### Activities
(A) Answer these questions using the text on Guy Molinari:
(i) Who preceded him as Borough President of Staten Island?
(ii) In which branch of the military did he serve?
(iii) Which school awarded him his LLB?
(B) Please extract the passage of the text on Guy Molinari from "Member of the New" up to and including "Law School (LLB)".
(C) Extend the text on Guy Molinari, picking up after its last sentence.
Text for analysis START
13th Borough President of Staten Island
- In office January 1, 1990 – December 31, 2001
- Preceded by: Ralph J. Lamberti
- Succeeded by: James Molinaro

Member of the U.S. House of Representatives from New York
- In office January 3, 1981 – December 31, 1989
- Preceded by: John M. Murphy
- Succeeded by: Susan Molinari
- Constituency: 17th district (1981–1983) 14th district (1983–1989)

Member of the New York State Assembly from the 60th district
- In office January 1, 1975 – December 31, 1980
- Preceded by: Lucio F. Russo
- Succeeded by: Robert Straniere

Personal details
- Born: Gaetano Victor Molinari November 23, 1928 New York City, U.S.
- Died: July 25, 2018 (aged 89) New York City, U.S.
- Party: Republican
- Spouse: Marguerite Wing ​ ​(m. 1956; died 2008)​
- Children: Susan Molinari
- Parents: S. Robert Molinari (father); Elizabeth Margaret (Majoros) (mother);
- Alma mater: Wagner College (BA) New York Law School (LLB)

Military service
- Branch/service: United States Marine Corps
- Years of service: 1951–1953
- Rank: Sergeant
- Battles/wars: Korean War

= Guy Molinari =

American politician (1928–2018)

Gaetano Victor Molinari (November 23, 1928 – July 25, 2018) was an American lawyer and Republican politician from New York City. He represented Staten Island in the United States House of Representatives for four terms (1981-1989), and then served 12 years as Staten Island borough president (1990-2002). His daughter, Susan Molinari, also served as a U.S. representative.
Text for analysis END
Dataset excerpts START
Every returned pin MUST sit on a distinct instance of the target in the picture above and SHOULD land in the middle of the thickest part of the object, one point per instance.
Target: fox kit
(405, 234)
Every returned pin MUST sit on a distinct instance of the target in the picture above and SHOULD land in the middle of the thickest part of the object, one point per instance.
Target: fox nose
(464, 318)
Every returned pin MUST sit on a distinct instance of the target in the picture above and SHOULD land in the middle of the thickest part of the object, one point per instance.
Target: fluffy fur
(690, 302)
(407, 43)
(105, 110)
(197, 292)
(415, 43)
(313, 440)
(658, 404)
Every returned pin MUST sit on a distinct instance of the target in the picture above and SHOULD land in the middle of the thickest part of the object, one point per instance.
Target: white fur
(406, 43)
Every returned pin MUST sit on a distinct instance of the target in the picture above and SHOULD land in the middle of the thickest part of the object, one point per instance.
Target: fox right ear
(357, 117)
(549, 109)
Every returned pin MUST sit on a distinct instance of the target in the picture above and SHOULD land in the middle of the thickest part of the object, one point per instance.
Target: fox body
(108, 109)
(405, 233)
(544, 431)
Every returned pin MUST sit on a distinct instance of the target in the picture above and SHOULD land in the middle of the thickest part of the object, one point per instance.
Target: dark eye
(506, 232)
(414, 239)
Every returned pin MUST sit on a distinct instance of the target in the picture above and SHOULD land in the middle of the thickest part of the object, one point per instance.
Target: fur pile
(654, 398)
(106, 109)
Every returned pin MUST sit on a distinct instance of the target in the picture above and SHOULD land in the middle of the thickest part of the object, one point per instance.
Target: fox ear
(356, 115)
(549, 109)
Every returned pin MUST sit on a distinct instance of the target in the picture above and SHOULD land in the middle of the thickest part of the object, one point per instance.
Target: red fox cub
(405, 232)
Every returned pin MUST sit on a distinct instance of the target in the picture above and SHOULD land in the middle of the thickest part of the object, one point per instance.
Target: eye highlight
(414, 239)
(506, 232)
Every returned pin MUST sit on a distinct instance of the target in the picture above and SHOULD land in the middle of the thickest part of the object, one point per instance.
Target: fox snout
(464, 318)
Dataset excerpts END
### Task results
(A)
(i) Ralph J. Lamberti
(ii) United States Marine Corps
(iii) New York Law School

(B)
Member of the New York State Assembly from the 60th district
- In office January 1, 1975 – December 31, 1980
- Preceded by: Lucio F. Russo
- Succeeded by: Robert Straniere

Personal details
- Born: Gaetano Victor Molinari November 23, 1928 New York City, U.S.
- Died: July 25, 2018 (aged 89) New York City, U.S.
- Party: Republican
- Spouse: Marguerite Wing ​ ​(m. 1956; died 2008)​
- Children: Susan Molinari
- Parents: S. Robert Molinari (father); Elizabeth Margaret (Majoros) (mother);
- Alma mater: Wagner College (BA) New York Law School (LLB)

(C)
==Education and military service==
Gaetano Kenneth Molinari, "who changed his middle name as a teenager to Victor" was born on Manhattan's Lower East Side. His father was S. Robert Molinari (1897–1957), "the first Italian immigrant to serve in the New York state Assembly," representing the 2nd District of Richmond County in the New York State Assembly from 1943 to 1944. After changing from a Republican to a Democrat, Molinari's father was not reelected. His mother, Elizabeth Margaret (Majoros), was of Czechoslovak descent.

Molinari attended private schools growing up and graduated from New Dorp High School in Staten Island in 1945. He attained a Bachelor of Arts degree from Staten Island's Wagner College in 1949 and his law degree from New York Law School in 1951. He served in the United States Marine Corps (attaining the rank of sergeant), from 1951 to 1953 during the Korean War. He was admitted to the New York State Bar following his discharge from the military in 1953 and commenced practice in Staten Island.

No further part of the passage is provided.